Hinweise zur Aufgabe: Bitte beantworte: Welches Gericht ist im Textauszug als Vorinstanz angegeben?

Urteil des LG Bonn vom 27.08.2010

LG Bonn (einstellung des verfahrens, verhältnis zu, zpo, beschwerde, aufschiebende wirkung, gkg, antrag, gebühr, härte, einstellung)

Landgericht Bonn, 6 T 8/10
Datum:
27.08.2010
Gericht:
Landgericht Bonn
Spruchkörper:
6. Zivilkammer des Landgerichts
Entscheidungsart:
Beschluss
Aktenzeichen:
6 T 8/10
Vorinstanz:
Amtsgericht Bonn, 23 K 176/08
Schlagworte:
Zuschlagsbeschwerde, sittenwidirige Härte, Kostenansatz
Normen:
§ 765 a ZPO, § 66 Abs. 4 GKG, Ziff. 2240 KV z. GKG, Ziff. 2241 KV z.
GKG
Sachgebiet:
Recht (allgemein - und (Rechts-) Wissenschaften
Leitsätze:
Wird vor dem Versteigerungstermin ein Antrag nach § 765a ZPO gestellt
und entscheidet das Amtsgericht hierüber erst in dem
Zuschlagbeschluss, so richtet sich die Gebühr für das
Beschwerdeverfahren nach Ziffer 2240 Kostenverzeichnis zum GKG und
nicht nach Ziffer 2241 Kostenverzeichnis zum GKG, sofern der
Beschwerdeführer mit der Zuschlagsbeschwerde nur sein Begehren
gemäß § 765a ZPO weiterverfolgt.

Zeilenauszüge:

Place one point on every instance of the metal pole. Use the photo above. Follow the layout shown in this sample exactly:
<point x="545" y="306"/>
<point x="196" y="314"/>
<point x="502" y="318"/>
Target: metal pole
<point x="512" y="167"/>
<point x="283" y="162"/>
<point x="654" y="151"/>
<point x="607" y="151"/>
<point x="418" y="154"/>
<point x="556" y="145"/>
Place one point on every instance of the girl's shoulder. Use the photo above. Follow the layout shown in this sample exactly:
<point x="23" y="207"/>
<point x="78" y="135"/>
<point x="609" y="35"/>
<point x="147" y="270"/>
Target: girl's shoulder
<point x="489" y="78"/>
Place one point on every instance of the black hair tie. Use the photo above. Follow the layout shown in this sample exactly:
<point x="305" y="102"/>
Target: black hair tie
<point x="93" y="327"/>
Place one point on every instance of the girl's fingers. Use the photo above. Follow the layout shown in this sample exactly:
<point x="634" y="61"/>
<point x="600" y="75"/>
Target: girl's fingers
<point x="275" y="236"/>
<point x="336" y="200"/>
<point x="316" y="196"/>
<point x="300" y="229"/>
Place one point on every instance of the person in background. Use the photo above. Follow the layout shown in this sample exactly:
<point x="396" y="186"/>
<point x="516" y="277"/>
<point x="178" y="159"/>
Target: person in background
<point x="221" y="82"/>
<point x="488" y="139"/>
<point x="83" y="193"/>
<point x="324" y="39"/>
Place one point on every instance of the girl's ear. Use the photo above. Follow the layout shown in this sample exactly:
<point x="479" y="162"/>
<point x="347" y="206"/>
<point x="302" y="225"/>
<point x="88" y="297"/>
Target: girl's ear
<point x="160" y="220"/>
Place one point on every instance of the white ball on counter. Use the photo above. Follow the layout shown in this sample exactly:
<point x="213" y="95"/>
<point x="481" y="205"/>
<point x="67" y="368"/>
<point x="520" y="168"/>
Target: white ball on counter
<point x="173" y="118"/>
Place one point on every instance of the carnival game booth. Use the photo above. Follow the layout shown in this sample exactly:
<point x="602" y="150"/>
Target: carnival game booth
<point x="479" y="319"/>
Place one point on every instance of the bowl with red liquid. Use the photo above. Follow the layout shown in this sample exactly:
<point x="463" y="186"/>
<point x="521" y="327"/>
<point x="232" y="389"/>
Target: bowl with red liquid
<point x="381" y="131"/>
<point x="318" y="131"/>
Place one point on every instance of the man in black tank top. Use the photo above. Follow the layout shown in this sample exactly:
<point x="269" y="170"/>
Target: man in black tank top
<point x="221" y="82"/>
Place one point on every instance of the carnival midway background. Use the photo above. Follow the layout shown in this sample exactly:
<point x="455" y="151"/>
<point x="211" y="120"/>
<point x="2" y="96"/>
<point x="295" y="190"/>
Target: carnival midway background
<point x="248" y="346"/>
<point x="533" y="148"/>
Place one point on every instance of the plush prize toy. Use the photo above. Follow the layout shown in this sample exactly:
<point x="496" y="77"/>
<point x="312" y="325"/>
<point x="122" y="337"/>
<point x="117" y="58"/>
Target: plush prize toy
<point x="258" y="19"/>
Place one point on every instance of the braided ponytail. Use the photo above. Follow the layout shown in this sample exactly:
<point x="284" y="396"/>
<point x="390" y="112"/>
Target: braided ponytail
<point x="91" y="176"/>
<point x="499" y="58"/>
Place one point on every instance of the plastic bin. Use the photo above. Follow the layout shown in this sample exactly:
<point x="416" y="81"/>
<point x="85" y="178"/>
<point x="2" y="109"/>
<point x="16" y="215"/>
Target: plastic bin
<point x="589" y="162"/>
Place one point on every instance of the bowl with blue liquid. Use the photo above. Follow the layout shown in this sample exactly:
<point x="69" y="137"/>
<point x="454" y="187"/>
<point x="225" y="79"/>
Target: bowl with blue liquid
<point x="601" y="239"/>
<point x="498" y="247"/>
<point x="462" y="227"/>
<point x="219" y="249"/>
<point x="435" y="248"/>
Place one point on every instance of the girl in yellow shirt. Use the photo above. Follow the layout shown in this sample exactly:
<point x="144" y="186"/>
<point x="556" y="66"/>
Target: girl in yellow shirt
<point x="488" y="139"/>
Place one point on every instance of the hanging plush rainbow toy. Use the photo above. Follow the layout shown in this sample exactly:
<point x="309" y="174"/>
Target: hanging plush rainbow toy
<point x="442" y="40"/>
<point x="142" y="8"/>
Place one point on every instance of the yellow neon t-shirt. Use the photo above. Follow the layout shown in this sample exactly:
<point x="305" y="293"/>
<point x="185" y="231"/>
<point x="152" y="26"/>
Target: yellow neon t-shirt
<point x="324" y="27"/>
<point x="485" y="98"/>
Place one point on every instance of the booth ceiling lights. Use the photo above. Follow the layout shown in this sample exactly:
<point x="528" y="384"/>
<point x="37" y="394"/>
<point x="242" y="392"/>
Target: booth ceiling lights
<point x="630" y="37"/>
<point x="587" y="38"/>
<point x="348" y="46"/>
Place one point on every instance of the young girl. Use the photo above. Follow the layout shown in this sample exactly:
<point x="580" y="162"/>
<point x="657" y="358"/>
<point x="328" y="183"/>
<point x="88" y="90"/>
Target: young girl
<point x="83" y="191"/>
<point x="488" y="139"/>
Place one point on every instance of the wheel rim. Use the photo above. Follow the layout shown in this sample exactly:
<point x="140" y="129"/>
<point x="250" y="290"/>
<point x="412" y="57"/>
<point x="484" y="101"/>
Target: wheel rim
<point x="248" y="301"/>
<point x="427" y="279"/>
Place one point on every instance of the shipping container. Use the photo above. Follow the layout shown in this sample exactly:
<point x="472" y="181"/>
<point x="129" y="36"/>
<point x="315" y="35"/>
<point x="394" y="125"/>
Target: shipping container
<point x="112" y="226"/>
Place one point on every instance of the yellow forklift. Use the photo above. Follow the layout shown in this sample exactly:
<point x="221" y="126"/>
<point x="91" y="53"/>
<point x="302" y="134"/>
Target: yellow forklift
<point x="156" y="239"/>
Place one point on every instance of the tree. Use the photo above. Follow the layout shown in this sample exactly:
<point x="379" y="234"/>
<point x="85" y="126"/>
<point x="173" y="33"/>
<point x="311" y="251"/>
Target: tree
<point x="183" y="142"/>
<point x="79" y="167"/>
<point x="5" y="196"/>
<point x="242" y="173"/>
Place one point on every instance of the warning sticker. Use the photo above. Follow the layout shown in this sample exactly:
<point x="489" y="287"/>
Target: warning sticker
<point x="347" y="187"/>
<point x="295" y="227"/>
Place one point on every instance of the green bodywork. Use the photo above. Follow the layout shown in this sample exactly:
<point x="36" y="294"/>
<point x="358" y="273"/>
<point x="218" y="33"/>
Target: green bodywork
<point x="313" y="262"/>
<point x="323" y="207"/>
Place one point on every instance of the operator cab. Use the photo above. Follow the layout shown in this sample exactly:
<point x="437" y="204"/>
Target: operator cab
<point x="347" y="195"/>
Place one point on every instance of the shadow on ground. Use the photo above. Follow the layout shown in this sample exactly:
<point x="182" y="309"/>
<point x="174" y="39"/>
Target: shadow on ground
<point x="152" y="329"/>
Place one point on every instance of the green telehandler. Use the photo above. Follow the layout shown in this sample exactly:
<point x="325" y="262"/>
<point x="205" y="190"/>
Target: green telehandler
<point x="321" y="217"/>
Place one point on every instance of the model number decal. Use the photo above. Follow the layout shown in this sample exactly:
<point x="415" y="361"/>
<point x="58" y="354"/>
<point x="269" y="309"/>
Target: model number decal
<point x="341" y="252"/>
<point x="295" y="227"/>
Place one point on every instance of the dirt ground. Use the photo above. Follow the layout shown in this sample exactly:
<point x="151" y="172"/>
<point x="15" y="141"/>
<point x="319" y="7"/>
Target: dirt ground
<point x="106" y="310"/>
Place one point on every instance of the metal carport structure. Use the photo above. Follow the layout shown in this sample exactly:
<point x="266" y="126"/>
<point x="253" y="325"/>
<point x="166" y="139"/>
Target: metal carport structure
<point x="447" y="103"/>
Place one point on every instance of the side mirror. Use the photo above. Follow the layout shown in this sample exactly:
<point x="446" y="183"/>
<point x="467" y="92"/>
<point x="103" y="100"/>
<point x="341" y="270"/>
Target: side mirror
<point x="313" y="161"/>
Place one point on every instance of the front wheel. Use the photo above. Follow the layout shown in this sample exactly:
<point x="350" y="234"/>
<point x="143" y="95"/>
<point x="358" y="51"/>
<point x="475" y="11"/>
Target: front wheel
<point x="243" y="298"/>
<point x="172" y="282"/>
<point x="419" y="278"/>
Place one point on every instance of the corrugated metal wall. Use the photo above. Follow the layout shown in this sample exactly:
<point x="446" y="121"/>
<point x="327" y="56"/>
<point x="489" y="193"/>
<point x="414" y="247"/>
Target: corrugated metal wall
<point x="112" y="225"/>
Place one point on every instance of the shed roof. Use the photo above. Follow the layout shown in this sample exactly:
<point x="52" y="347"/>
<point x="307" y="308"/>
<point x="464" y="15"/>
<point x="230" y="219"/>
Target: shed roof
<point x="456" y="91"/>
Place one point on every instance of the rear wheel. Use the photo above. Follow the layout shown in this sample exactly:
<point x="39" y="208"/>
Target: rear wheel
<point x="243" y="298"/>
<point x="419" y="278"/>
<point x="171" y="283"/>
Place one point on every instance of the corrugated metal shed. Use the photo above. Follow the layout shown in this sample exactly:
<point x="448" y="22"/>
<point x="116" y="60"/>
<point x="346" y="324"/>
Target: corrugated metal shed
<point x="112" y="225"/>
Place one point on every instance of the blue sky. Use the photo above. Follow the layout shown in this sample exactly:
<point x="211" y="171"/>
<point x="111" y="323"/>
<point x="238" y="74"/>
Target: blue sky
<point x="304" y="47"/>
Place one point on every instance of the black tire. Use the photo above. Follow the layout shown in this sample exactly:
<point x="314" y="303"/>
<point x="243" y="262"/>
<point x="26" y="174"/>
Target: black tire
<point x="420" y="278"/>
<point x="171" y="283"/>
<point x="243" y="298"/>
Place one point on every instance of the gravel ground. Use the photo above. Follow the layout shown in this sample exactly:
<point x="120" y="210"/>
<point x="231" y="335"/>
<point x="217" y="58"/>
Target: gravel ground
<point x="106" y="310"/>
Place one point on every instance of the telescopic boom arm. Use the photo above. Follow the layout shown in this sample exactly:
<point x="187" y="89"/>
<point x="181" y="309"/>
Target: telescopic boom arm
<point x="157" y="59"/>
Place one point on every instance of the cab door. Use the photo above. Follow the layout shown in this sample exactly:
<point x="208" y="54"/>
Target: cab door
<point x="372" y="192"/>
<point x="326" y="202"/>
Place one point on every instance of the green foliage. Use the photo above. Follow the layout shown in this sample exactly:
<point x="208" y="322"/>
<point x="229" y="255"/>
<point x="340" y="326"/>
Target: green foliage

Erledigte Aufgabe: Das Amtsgericht Bonn, Aktenzeichen 23 K 176/08.